■ Description of the task
Can you locate every line in the items below that contains the word "Indicate" and copy each of those lines in full? Matching is case-sensitive.

[Items excerpted from a collection]
::::::::
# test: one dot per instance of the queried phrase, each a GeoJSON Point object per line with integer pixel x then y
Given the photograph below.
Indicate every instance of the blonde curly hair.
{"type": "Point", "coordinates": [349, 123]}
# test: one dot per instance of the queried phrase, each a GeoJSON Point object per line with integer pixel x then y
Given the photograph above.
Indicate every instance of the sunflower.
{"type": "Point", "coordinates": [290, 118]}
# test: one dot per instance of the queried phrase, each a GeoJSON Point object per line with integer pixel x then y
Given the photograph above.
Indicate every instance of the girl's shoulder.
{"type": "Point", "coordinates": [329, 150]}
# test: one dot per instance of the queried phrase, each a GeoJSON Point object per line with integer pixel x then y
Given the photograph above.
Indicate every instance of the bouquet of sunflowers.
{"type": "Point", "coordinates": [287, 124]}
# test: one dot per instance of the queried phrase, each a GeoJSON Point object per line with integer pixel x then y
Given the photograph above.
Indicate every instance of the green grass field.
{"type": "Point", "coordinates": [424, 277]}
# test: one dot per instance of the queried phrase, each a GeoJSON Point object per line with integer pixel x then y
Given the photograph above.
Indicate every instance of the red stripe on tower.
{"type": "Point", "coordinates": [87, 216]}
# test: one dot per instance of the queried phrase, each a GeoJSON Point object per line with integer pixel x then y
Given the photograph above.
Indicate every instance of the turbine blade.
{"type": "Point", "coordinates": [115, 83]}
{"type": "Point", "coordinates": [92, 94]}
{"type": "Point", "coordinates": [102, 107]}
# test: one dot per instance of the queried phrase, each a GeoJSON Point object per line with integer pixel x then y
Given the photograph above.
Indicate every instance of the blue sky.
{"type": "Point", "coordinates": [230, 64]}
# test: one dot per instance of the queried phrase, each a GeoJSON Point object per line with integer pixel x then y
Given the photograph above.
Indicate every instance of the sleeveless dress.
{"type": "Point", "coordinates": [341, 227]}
::::::::
■ Problem solution
Indicate every instance of the blonde curly hair.
Indicate every instance of the sunflower.
Indicate every instance of the girl's shoulder.
Indicate every instance of the bouquet of sunflowers.
Indicate every instance of the green grass field.
Indicate every instance of the red stripe on tower.
Indicate every instance of the turbine blade.
Indicate every instance of the blue sky.
Indicate every instance of the sleeveless dress.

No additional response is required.